EXERCISE INSTRUCTIONS —
From the lines below, copy out each one that contains the string "convertible". Case counts.

• • • • •

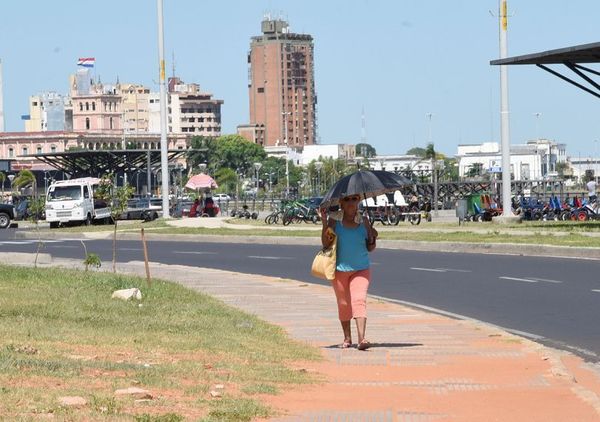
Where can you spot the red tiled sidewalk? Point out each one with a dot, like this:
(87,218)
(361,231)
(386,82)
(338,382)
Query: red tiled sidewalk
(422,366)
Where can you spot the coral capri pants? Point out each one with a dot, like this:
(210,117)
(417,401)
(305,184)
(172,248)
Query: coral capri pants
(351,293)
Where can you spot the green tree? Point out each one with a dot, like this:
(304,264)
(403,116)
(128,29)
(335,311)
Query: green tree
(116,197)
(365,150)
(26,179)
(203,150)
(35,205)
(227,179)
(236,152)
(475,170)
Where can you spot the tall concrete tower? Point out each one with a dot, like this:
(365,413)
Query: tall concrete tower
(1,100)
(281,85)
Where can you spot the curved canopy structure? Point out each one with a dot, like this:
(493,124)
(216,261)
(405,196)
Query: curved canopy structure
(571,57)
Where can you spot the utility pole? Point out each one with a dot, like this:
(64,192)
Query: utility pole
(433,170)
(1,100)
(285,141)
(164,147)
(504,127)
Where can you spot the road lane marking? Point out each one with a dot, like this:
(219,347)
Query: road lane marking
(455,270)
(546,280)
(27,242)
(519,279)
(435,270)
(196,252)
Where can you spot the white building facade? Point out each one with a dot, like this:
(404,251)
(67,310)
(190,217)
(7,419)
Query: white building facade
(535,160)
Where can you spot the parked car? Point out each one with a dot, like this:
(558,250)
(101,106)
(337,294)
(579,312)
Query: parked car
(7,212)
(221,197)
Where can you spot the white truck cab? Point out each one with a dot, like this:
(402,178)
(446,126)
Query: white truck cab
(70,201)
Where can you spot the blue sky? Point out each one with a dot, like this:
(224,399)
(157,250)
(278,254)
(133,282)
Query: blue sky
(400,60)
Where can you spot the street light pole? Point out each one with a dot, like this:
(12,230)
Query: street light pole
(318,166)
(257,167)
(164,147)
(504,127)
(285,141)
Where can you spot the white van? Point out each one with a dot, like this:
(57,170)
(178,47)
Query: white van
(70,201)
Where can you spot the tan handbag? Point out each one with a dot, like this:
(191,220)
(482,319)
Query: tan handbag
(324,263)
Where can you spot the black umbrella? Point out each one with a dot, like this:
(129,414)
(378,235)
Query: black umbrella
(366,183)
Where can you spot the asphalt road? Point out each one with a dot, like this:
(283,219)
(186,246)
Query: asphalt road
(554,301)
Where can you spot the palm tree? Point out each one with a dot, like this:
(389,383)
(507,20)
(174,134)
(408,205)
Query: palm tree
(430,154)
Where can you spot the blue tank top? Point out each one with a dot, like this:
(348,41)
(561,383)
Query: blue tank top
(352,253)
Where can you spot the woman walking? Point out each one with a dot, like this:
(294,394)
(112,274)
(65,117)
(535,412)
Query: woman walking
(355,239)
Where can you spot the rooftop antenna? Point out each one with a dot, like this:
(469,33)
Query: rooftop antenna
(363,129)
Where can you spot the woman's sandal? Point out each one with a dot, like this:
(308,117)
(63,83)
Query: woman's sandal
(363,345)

• • • • •

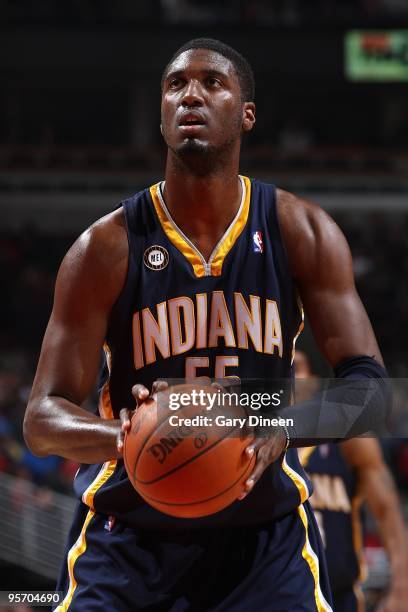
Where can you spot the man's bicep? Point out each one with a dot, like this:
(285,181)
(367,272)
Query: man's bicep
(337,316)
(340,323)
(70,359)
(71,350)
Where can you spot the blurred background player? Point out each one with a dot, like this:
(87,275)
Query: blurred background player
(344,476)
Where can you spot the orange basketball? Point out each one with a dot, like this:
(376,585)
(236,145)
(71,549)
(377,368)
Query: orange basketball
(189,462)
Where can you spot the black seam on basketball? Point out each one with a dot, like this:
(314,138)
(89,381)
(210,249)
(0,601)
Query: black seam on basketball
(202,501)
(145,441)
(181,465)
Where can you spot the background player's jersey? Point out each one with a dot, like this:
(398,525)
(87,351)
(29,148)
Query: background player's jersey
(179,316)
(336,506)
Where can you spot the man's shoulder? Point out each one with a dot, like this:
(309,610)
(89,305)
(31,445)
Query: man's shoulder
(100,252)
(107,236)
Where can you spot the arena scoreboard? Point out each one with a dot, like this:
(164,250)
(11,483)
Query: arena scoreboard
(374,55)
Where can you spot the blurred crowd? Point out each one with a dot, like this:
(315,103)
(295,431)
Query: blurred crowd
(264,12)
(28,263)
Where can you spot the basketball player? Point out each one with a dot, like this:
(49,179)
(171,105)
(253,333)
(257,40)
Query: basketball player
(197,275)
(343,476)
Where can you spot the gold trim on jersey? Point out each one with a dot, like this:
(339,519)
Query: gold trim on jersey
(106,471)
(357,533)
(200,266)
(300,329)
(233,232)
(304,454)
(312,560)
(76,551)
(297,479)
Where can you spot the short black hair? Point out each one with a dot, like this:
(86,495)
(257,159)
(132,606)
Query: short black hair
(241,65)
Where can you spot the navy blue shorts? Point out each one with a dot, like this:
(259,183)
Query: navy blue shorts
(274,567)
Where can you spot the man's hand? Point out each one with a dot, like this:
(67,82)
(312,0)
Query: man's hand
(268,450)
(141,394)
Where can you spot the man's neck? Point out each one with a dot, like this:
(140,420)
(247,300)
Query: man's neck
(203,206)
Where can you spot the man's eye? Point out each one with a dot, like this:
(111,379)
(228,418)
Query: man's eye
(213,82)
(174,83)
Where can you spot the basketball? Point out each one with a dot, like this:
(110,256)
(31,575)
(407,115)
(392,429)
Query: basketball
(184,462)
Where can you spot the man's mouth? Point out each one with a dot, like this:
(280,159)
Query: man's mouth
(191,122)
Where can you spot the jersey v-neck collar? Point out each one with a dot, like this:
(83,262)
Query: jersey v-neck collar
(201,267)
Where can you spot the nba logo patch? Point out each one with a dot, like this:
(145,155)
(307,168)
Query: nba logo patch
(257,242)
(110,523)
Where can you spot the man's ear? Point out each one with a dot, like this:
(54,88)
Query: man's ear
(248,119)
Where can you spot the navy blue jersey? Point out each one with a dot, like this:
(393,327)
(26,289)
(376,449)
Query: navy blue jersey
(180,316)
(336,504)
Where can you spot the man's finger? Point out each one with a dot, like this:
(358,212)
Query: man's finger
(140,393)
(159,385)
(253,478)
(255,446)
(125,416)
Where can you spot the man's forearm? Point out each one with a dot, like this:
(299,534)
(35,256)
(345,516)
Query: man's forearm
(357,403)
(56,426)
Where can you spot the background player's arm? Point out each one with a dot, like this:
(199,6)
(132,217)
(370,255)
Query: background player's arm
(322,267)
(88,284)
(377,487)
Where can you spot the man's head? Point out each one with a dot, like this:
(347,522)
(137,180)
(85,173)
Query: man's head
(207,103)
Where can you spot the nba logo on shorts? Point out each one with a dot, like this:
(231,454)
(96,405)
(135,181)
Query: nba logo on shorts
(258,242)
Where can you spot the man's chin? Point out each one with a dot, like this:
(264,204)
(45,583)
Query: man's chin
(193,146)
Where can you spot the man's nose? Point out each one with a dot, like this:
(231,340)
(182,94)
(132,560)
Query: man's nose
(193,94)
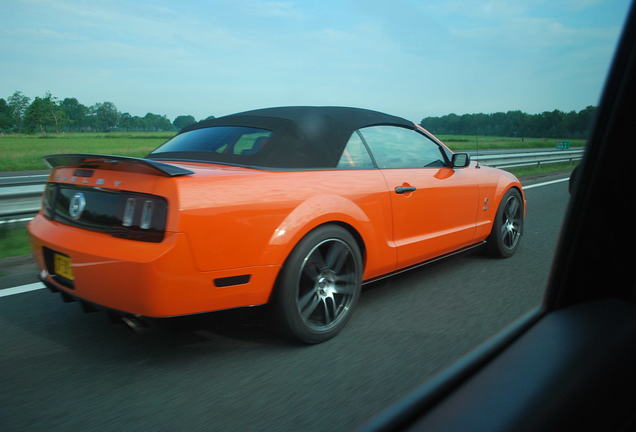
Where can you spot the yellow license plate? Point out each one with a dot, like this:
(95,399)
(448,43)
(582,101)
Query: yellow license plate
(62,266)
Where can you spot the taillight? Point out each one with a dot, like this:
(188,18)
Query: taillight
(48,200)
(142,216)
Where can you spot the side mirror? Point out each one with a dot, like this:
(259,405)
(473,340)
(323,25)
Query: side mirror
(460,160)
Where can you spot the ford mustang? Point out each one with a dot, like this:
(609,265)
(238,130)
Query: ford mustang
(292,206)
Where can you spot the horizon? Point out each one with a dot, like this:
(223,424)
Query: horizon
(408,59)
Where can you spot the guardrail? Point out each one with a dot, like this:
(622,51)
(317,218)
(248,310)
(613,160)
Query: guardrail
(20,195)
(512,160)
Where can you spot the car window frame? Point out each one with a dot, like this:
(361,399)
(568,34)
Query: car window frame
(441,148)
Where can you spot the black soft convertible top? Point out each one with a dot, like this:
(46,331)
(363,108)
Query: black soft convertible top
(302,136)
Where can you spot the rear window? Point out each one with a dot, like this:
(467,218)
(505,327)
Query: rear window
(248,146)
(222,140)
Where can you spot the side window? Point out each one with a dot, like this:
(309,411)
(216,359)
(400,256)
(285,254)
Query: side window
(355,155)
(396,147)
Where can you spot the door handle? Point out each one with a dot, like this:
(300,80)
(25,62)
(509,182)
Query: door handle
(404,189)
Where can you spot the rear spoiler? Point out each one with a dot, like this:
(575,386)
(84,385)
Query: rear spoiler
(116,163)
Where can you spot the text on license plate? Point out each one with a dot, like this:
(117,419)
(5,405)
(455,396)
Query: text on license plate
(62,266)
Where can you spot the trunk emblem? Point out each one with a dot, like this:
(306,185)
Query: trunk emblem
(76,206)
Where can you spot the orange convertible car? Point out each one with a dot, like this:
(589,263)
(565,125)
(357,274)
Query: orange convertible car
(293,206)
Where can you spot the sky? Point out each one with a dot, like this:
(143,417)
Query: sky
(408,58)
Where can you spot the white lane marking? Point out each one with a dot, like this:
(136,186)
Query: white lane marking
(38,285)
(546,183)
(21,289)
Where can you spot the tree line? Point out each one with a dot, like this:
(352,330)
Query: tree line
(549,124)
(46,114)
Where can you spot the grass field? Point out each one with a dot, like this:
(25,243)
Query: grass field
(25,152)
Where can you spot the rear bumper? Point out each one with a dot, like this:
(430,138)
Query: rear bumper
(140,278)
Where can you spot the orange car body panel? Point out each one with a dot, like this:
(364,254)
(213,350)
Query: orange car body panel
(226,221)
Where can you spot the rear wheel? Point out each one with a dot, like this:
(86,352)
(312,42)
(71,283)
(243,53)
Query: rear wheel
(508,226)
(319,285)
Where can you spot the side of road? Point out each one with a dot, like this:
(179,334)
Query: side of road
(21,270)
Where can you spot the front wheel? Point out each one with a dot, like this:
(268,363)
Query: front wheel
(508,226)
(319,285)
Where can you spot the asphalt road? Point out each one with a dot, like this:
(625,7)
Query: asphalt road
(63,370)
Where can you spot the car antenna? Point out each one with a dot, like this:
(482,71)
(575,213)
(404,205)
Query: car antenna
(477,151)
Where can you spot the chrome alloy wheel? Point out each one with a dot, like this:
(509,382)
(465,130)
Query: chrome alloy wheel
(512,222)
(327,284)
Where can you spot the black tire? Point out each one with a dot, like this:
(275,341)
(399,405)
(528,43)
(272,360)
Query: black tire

• • • • •

CORRECT RESULT —
Where can you spot the black soft convertible top? Point out each one with a dot, like this:
Query: black soft convertible top
Where can you spot the orange convertible car? Point out each one with a dot, like this:
Query: orange convertible car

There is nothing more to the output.